━━ Available data
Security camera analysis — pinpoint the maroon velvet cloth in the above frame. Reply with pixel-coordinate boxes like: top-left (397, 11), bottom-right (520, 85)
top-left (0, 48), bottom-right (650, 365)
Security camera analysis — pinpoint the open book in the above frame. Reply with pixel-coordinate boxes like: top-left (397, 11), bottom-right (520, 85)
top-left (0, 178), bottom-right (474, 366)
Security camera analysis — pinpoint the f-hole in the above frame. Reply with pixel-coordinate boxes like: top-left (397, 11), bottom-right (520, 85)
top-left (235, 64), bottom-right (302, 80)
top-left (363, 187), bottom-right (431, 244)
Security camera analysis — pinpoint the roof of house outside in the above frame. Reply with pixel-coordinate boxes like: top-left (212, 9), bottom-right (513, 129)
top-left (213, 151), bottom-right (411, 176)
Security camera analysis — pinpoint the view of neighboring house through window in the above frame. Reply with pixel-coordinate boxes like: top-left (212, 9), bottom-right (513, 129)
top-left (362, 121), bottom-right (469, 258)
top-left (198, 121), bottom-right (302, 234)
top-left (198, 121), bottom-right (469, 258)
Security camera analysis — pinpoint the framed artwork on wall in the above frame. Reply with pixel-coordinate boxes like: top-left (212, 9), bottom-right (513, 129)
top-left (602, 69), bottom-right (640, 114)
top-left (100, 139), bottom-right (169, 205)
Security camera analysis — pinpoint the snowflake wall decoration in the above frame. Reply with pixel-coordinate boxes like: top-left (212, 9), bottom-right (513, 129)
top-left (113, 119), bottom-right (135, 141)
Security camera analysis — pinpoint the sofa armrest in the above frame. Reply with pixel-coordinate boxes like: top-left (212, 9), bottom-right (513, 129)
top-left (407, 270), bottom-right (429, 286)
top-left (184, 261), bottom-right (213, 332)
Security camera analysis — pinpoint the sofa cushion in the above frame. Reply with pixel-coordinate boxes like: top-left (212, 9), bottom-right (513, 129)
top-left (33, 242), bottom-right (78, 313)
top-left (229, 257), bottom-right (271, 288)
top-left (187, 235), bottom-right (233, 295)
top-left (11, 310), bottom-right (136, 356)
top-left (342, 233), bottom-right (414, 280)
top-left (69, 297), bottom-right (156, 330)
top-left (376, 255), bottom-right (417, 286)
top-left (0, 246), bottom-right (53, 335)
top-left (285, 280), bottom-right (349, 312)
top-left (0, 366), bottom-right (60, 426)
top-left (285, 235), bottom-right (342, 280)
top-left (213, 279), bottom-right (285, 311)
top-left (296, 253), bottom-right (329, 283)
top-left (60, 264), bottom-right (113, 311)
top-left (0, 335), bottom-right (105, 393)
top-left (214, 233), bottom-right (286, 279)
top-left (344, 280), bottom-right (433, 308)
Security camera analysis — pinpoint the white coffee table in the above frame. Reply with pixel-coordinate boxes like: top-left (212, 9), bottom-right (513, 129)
━━━━
What is being asked - Swap each "pinpoint" in the records above for "locate", and reproduce every line otherwise unchanged.

Output of the exercise -
Security camera analysis — locate the maroon velvet cloth in the above frame. Reply with pixel-coordinate boxes like: top-left (397, 11), bottom-right (520, 85)
top-left (0, 48), bottom-right (650, 365)
Security camera analysis — locate the open book in the above frame. Reply with pixel-coordinate boxes like: top-left (397, 11), bottom-right (520, 85)
top-left (0, 178), bottom-right (474, 366)
Security camera analysis — locate the f-hole in the above frame. Reply with pixel-coordinate boxes like: top-left (397, 11), bottom-right (520, 85)
top-left (235, 64), bottom-right (302, 80)
top-left (363, 187), bottom-right (431, 244)
Security camera analysis — locate the roof of house outside in the above frame. Reply with pixel-coordinate boxes like: top-left (212, 9), bottom-right (513, 129)
top-left (213, 151), bottom-right (411, 176)
Security camera analysis — locate the view of neighboring house through window in the above frame. Reply with pixel-coordinate boxes like: top-left (212, 9), bottom-right (513, 129)
top-left (362, 121), bottom-right (469, 258)
top-left (198, 121), bottom-right (302, 234)
top-left (198, 121), bottom-right (469, 258)
Security camera analysis — locate the framed artwork on wall in the above frame. Reply with pixel-coordinate boxes like: top-left (212, 9), bottom-right (513, 129)
top-left (602, 69), bottom-right (640, 114)
top-left (100, 139), bottom-right (169, 205)
Security camera analysis — locate the snowflake wall decoration in the above frame. Reply with pixel-coordinate boxes like: top-left (212, 9), bottom-right (513, 129)
top-left (113, 119), bottom-right (135, 141)
Security camera analysis — locate the sofa armrest in the above frame. Reply with pixel-coordinate boxes like: top-left (212, 9), bottom-right (513, 129)
top-left (407, 270), bottom-right (429, 286)
top-left (184, 261), bottom-right (213, 332)
Security camera analysis — locate the sofa cushion in the above frame. Reply with pixel-coordinate boxes like: top-left (212, 9), bottom-right (513, 129)
top-left (33, 242), bottom-right (78, 313)
top-left (229, 257), bottom-right (271, 288)
top-left (187, 235), bottom-right (233, 295)
top-left (11, 310), bottom-right (136, 356)
top-left (342, 233), bottom-right (414, 280)
top-left (69, 297), bottom-right (156, 330)
top-left (376, 255), bottom-right (417, 286)
top-left (0, 246), bottom-right (53, 335)
top-left (285, 280), bottom-right (349, 312)
top-left (0, 366), bottom-right (60, 426)
top-left (285, 235), bottom-right (342, 280)
top-left (213, 279), bottom-right (285, 311)
top-left (296, 253), bottom-right (329, 283)
top-left (60, 264), bottom-right (113, 311)
top-left (0, 335), bottom-right (105, 393)
top-left (214, 233), bottom-right (286, 279)
top-left (344, 280), bottom-right (433, 308)
Security camera analysis — locate the white coffee table in the above frame. Reply with pixel-coordinate boxes like: top-left (212, 9), bottom-right (513, 129)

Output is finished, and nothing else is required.